TO-DO ITEM: Please locate each line in the data below that contains the word "positive", and copy those lines out in full.

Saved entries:
※
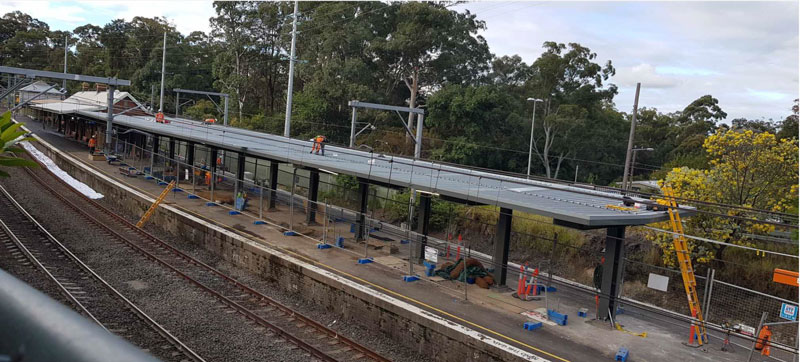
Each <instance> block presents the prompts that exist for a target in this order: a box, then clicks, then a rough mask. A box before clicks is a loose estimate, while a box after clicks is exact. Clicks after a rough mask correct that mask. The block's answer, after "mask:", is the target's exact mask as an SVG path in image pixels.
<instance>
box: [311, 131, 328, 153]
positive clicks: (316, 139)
mask: <svg viewBox="0 0 800 362" xmlns="http://www.w3.org/2000/svg"><path fill="white" fill-rule="evenodd" d="M311 140H312V141H314V145H313V146H312V147H311V152H310V153H314V151H316V153H317V154H319V152H320V151H322V155H323V156H325V143H327V142H328V138H327V137H325V136H321V135H320V136H317V137H314V138H312V139H311Z"/></svg>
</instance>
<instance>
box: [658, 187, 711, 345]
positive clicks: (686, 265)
mask: <svg viewBox="0 0 800 362" xmlns="http://www.w3.org/2000/svg"><path fill="white" fill-rule="evenodd" d="M663 191H664V196H666V201H667V213H668V214H669V223H670V225H671V226H672V231H673V232H674V233H675V234H673V235H672V242H673V245H674V246H675V255H676V256H677V257H678V264H679V265H680V267H681V276H682V277H683V286H684V288H685V289H686V299H687V300H688V301H689V312H691V314H692V317H694V318H697V320H698V322H695V323H693V326H692V332H691V333H690V335H689V345H692V344H693V339H694V333H695V331H694V328H695V327H696V328H697V335H698V336H697V344H698V345H703V343H705V342H706V341H707V338H708V336H707V335H706V324H705V321H704V320H703V313H702V312H701V310H700V299H699V298H697V280H696V279H695V276H694V269H693V268H692V259H691V255H690V253H689V246H688V245H687V242H686V237H685V236H684V232H683V223H682V222H681V216H680V214H679V213H678V202H677V200H676V199H675V191H674V190H673V189H672V188H671V187H667V186H665V187H664V189H663Z"/></svg>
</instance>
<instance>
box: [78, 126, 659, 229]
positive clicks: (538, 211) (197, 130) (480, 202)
mask: <svg viewBox="0 0 800 362" xmlns="http://www.w3.org/2000/svg"><path fill="white" fill-rule="evenodd" d="M78 113H79V114H82V115H84V116H87V117H91V118H95V119H98V120H104V119H105V114H104V113H100V112H92V111H80V112H78ZM114 122H115V125H116V126H124V127H128V128H133V129H138V130H140V131H144V132H148V133H151V134H156V135H160V136H167V137H173V138H177V139H182V140H185V141H191V142H195V143H198V144H205V145H208V146H214V147H218V148H221V149H226V150H230V151H235V152H244V153H245V154H247V155H250V156H253V157H258V158H265V159H271V160H276V161H281V162H287V163H292V164H295V165H298V166H303V167H309V168H315V169H322V170H325V171H330V172H335V173H340V174H346V175H351V176H356V177H359V178H362V179H366V180H369V181H371V182H375V183H382V184H387V185H392V186H399V187H411V188H415V189H416V190H418V191H421V192H427V193H434V194H439V195H442V196H445V197H448V198H450V199H456V200H460V201H463V202H469V203H477V204H486V205H495V206H499V207H504V208H509V209H513V210H518V211H523V212H528V213H532V214H537V215H543V216H546V217H551V218H553V219H554V220H556V222H560V223H562V224H564V225H567V226H573V227H586V228H600V227H608V226H624V225H642V224H649V223H653V222H658V221H663V220H666V219H667V218H668V215H667V213H666V212H664V211H648V210H645V209H641V210H639V209H637V210H623V209H620V208H618V207H621V206H622V196H621V195H619V194H614V193H609V192H602V191H596V190H592V189H587V188H582V187H576V186H569V185H563V184H558V183H550V182H542V181H534V180H527V179H524V178H519V177H512V176H505V175H499V174H493V173H490V172H485V171H476V170H471V169H467V168H461V167H455V166H450V165H443V164H440V163H435V162H430V161H419V160H414V159H411V158H407V157H394V156H383V155H379V154H377V153H374V154H373V153H370V152H366V151H359V150H353V149H348V148H342V147H333V146H327V147H326V148H325V150H326V152H325V156H320V155H312V154H310V153H309V151H310V150H311V146H312V142H310V141H303V140H297V139H291V138H285V137H281V136H276V135H270V134H265V133H260V132H255V131H250V130H244V129H238V128H232V127H223V126H219V125H208V124H203V123H201V122H195V121H190V120H185V119H175V120H173V121H172V122H171V123H169V124H163V123H156V122H154V121H153V119H152V118H148V117H138V116H117V117H116V118H115V119H114ZM639 201H646V200H643V199H641V200H639Z"/></svg>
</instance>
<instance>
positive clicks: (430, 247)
mask: <svg viewBox="0 0 800 362" xmlns="http://www.w3.org/2000/svg"><path fill="white" fill-rule="evenodd" d="M425 260H427V261H430V262H433V263H436V262H437V261H438V260H439V251H438V250H436V248H432V247H430V246H426V247H425Z"/></svg>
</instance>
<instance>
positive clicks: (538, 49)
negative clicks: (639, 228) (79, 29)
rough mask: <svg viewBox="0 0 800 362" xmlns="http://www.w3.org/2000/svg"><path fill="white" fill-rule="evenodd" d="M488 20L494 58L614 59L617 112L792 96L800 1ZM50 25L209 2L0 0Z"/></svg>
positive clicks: (515, 3) (487, 3) (725, 102)
mask: <svg viewBox="0 0 800 362" xmlns="http://www.w3.org/2000/svg"><path fill="white" fill-rule="evenodd" d="M455 9H458V10H460V11H464V10H469V11H470V12H472V13H474V14H476V16H477V17H478V19H480V20H483V21H485V22H486V30H484V31H482V32H481V35H482V36H483V37H485V38H486V40H487V42H488V44H489V47H490V50H491V52H492V53H493V54H495V55H497V56H502V55H514V54H518V55H520V56H521V57H522V59H523V60H524V61H525V62H526V63H528V64H530V63H532V62H533V61H534V60H535V59H536V58H537V57H538V56H539V55H540V54H541V53H542V47H541V46H542V43H544V42H545V41H556V42H560V43H571V42H576V43H580V44H581V45H583V46H585V47H588V48H590V49H591V50H592V51H593V52H595V53H597V58H596V61H597V62H598V63H601V64H603V63H605V62H606V61H607V60H611V61H612V64H613V65H614V67H615V68H616V75H615V76H614V77H612V78H611V80H610V82H611V83H614V84H616V85H617V86H618V87H619V94H618V95H617V96H616V97H615V98H614V102H615V104H616V106H617V108H618V109H619V110H621V111H626V112H630V111H631V110H632V107H633V101H634V92H635V86H636V82H641V83H642V90H641V94H640V97H639V106H640V107H648V108H657V109H658V110H659V111H662V112H672V111H680V110H682V109H683V108H684V107H686V106H687V105H688V104H689V103H691V102H692V101H693V100H695V99H697V98H698V97H700V96H703V95H705V94H711V95H712V96H714V97H715V98H717V99H719V103H720V106H721V107H722V109H723V110H724V111H725V112H727V113H728V118H727V120H728V121H730V120H731V119H734V118H740V117H745V118H748V119H773V120H781V119H783V118H785V117H786V116H787V115H789V113H790V108H791V106H792V102H793V100H794V99H795V98H798V67H800V64H798V58H800V55H799V54H798V26H799V25H798V17H799V16H798V11H799V9H798V2H797V1H786V2H742V1H738V2H720V1H713V2H712V1H693V2H615V1H591V2H556V1H552V2H503V1H483V2H481V1H478V2H468V3H465V4H462V5H458V6H456V7H455ZM14 10H20V11H23V12H26V13H28V14H30V15H31V16H33V17H35V18H38V19H39V20H42V21H45V22H47V23H48V24H49V25H50V27H51V29H54V30H72V29H74V28H75V27H77V26H80V25H83V24H86V23H92V24H95V25H101V26H102V25H104V24H106V23H108V22H110V21H111V20H113V19H119V18H124V19H126V20H131V19H132V18H133V17H134V16H147V17H153V16H165V17H166V18H167V19H168V20H169V21H170V22H171V23H173V24H174V25H175V26H176V27H177V29H178V30H179V31H181V32H182V33H184V34H188V33H189V32H191V31H195V30H200V31H206V32H207V31H209V22H208V19H209V18H210V17H212V16H214V15H215V13H214V9H213V7H212V5H211V1H50V2H48V1H3V2H2V3H0V12H1V13H3V14H5V13H7V12H10V11H14Z"/></svg>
※
WRITTEN ANSWER:
positive clicks: (316, 139)
positive clicks: (686, 265)
positive clicks: (538, 211) (197, 130) (480, 202)
positive clicks: (430, 247)
positive clicks: (538, 49)
positive clicks: (515, 3) (487, 3) (725, 102)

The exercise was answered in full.